Data for processing:

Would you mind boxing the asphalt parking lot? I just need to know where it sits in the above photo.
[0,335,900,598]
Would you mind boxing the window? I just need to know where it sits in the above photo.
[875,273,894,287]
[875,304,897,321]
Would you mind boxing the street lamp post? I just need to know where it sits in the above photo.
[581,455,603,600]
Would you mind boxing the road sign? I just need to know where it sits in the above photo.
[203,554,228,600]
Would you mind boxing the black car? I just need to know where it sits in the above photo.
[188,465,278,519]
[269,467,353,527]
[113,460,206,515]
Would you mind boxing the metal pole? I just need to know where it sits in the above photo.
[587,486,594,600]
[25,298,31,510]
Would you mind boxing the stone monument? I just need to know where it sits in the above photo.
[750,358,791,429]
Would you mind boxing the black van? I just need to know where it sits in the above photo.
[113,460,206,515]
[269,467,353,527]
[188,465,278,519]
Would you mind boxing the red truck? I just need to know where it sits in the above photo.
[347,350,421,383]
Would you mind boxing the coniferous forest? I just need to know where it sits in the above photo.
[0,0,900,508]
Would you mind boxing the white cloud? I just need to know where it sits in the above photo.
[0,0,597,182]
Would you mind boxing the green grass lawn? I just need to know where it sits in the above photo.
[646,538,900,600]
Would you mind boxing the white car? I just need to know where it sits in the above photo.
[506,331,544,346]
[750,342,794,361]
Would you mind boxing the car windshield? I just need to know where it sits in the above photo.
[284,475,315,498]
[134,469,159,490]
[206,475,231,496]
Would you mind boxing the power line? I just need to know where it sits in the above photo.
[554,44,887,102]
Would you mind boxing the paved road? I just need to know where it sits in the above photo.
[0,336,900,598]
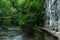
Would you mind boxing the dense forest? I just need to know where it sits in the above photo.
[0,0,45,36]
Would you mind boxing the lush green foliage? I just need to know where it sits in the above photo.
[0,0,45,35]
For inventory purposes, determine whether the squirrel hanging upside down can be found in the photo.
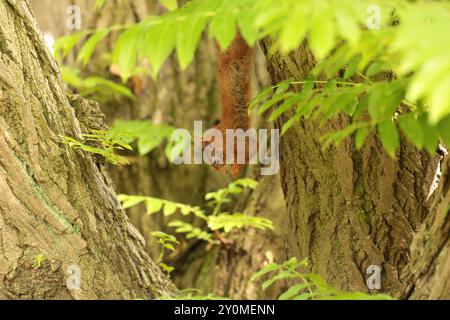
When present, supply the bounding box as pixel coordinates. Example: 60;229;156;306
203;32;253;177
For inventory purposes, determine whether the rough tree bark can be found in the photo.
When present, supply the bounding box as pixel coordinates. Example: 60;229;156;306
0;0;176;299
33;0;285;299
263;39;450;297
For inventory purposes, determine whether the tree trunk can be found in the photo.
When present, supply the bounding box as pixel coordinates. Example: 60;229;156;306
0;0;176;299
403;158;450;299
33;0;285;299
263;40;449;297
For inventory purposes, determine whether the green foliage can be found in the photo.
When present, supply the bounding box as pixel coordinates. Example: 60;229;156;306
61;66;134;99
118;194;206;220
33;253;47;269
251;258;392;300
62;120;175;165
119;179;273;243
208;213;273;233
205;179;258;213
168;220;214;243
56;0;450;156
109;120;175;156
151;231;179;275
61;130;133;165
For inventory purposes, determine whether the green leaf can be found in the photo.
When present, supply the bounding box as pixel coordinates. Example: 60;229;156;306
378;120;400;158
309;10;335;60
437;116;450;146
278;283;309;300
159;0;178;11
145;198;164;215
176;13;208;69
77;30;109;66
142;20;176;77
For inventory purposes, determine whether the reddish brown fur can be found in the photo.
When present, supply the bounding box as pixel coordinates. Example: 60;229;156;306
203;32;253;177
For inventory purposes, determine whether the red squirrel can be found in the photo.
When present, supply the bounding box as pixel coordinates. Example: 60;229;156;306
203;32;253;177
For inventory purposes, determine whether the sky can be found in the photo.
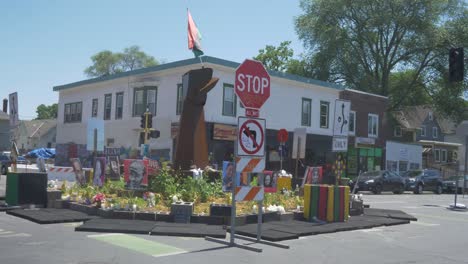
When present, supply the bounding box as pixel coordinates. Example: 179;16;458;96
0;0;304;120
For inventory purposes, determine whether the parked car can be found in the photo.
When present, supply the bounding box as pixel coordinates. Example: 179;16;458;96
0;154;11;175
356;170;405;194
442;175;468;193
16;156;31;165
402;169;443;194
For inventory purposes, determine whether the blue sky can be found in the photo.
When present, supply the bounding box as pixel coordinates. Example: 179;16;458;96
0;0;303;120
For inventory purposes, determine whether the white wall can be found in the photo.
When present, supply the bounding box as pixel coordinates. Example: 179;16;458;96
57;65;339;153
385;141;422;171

---

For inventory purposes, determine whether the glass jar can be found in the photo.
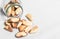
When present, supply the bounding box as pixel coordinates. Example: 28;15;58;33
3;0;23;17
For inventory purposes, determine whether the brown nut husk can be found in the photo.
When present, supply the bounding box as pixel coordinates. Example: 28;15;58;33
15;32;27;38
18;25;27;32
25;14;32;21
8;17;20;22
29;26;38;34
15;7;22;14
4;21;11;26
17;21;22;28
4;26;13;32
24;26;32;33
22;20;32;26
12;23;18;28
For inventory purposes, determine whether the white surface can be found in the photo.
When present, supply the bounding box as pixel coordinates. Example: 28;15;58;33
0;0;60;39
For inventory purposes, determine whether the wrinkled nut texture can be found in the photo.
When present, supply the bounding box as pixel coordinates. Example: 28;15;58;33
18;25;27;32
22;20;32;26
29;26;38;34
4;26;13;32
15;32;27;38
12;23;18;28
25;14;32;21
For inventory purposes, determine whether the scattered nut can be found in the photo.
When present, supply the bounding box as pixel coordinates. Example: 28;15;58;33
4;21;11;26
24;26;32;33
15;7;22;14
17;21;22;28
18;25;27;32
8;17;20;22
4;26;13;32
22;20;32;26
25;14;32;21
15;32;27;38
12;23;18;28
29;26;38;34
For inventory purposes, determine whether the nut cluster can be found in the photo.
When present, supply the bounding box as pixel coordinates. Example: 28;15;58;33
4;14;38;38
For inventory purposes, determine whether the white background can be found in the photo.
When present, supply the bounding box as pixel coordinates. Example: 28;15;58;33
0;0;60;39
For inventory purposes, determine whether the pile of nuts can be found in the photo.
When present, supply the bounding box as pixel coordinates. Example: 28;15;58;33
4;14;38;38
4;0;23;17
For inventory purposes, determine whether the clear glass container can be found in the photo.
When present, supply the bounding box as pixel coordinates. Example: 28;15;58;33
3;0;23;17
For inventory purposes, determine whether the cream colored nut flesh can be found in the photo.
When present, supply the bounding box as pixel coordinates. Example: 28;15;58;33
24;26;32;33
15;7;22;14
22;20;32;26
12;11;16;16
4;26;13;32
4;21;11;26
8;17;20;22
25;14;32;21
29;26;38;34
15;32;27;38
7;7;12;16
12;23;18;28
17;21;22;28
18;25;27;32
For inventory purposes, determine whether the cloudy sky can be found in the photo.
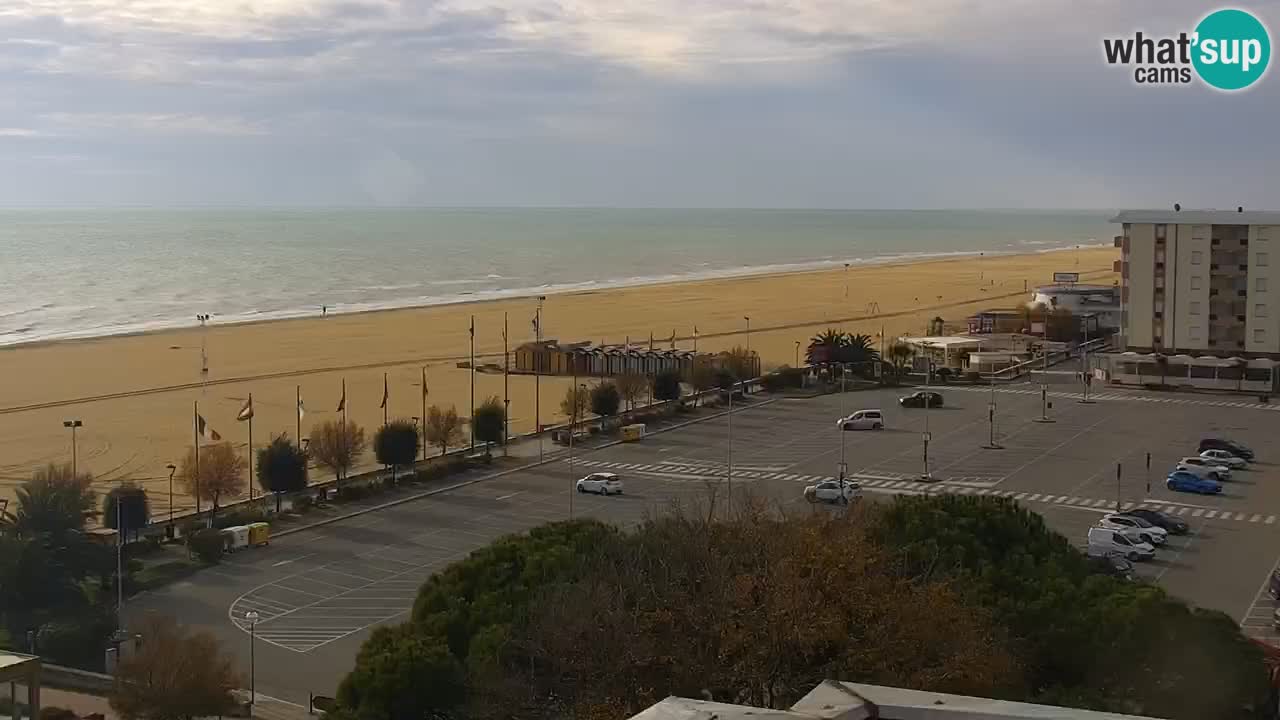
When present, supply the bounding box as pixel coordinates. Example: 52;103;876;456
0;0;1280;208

Given problem:
Format everything from the line containing "For inventory purposes, determine whether the cloudy" down through the line containing "0;0;1280;208" as a numbered list, skipping any blank lines. Leave the pictures out of the list.

Expected answer:
1. For inventory purposes, determine whether the cloudy sky can be found in the photo.
2. When present, supply the bounding box as pixel coordinates. Example: 52;103;876;456
3. 0;0;1280;208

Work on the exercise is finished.